** Start STORED DATA **
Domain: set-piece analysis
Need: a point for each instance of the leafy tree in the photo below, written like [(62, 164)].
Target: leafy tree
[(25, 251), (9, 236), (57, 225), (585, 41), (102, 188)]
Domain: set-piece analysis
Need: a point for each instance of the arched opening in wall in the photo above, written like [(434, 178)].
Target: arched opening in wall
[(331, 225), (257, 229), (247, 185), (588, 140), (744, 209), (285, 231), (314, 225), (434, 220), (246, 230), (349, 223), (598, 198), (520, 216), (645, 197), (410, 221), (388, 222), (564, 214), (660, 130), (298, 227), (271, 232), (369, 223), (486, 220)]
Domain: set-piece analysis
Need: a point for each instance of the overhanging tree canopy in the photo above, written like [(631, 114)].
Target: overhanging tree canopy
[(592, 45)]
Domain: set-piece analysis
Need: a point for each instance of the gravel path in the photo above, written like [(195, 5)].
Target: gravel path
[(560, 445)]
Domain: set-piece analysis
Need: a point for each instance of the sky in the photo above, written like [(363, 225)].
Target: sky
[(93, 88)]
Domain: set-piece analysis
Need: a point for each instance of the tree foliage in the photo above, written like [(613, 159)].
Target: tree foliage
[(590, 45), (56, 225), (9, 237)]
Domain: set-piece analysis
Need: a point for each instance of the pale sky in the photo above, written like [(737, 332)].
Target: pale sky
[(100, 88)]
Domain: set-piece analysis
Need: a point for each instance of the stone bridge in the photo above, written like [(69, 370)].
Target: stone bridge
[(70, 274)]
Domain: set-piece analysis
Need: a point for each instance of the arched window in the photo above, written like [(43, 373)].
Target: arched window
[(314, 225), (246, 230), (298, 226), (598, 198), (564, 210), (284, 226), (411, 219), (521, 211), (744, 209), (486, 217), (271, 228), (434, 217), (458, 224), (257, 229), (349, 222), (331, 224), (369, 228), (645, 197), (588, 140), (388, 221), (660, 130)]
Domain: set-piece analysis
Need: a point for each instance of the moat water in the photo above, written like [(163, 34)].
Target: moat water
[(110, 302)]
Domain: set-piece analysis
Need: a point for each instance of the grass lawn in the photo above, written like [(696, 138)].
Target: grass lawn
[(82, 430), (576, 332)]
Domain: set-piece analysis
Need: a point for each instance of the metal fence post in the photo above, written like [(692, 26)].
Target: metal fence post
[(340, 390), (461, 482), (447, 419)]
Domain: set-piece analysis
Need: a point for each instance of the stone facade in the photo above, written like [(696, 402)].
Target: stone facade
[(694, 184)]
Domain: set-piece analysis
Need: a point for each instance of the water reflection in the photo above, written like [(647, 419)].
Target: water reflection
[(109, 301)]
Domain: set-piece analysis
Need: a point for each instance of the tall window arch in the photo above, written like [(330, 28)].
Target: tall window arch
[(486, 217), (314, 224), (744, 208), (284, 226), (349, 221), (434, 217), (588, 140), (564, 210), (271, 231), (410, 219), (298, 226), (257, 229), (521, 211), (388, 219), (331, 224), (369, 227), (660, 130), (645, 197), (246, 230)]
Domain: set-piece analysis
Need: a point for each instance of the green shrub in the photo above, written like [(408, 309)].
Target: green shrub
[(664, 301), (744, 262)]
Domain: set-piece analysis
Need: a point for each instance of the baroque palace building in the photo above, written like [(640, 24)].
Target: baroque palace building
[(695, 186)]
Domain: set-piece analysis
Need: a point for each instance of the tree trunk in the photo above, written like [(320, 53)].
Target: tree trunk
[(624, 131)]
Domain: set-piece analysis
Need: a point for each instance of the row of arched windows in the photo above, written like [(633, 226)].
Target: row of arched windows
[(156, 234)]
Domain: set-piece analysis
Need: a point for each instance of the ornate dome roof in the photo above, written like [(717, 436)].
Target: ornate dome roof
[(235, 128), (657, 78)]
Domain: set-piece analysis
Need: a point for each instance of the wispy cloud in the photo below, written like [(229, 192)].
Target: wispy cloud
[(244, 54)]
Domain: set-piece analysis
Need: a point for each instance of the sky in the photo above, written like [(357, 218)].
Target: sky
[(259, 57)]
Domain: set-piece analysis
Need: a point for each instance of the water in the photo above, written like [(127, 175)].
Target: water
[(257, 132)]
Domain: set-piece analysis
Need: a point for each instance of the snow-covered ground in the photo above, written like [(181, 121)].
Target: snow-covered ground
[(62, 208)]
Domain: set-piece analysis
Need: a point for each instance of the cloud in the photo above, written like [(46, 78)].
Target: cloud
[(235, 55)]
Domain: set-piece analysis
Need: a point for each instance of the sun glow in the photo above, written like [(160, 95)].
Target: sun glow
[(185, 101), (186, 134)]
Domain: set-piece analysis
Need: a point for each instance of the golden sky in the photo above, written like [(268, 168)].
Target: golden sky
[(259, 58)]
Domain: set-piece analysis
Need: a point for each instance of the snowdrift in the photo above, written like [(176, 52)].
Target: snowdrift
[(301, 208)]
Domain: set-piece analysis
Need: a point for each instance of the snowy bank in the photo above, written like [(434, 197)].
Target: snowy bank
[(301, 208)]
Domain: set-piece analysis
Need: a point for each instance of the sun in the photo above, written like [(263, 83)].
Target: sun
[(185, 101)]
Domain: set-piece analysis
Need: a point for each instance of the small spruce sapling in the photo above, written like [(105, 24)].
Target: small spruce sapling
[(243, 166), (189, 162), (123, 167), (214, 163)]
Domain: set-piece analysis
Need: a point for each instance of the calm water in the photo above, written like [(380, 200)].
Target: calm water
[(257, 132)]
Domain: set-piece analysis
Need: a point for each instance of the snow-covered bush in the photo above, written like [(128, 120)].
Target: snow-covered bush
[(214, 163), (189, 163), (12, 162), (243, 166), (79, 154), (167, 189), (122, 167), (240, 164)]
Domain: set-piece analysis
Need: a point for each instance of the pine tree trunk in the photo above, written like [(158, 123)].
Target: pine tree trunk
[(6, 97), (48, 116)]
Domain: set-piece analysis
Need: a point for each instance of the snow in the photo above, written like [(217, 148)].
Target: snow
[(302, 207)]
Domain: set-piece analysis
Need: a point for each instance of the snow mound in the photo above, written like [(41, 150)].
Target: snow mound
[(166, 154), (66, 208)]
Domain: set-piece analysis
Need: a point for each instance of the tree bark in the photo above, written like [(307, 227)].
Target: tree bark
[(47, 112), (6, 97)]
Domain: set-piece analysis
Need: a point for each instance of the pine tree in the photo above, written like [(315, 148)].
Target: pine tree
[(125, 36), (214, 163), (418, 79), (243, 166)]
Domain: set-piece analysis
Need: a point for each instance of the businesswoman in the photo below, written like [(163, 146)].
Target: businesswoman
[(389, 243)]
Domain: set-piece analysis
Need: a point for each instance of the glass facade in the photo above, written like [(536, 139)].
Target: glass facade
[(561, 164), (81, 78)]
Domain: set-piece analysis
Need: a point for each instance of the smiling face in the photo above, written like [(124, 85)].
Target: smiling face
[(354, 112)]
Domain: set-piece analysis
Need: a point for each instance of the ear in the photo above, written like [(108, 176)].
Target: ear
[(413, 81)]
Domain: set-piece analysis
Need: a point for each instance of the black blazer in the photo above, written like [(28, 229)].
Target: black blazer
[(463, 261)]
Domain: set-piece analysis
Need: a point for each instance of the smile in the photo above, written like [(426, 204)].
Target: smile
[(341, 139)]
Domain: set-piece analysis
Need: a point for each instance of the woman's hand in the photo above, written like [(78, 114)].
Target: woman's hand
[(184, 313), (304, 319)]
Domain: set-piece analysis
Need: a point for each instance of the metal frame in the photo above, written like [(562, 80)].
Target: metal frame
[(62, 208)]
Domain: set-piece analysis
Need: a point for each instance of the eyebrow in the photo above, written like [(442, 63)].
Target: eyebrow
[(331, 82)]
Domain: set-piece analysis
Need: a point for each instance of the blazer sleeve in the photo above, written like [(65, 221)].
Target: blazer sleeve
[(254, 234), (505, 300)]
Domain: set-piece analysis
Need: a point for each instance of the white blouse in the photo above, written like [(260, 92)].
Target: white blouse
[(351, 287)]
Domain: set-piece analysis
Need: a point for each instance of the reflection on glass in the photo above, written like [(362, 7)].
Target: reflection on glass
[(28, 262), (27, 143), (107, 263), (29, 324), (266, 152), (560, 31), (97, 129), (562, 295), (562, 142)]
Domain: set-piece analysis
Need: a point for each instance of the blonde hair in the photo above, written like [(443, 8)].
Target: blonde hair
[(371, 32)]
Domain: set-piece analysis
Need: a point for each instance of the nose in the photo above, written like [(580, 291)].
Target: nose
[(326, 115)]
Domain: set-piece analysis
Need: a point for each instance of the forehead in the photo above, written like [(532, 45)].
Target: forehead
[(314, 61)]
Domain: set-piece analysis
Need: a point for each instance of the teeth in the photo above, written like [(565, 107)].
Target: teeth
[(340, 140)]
** End STORED DATA **
Return every line of the data above that contains the word "white". Only matches with the same case count.

Need: a point for each instance of the white blouse in the photo above, written like [(260, 92)].
Target: white blouse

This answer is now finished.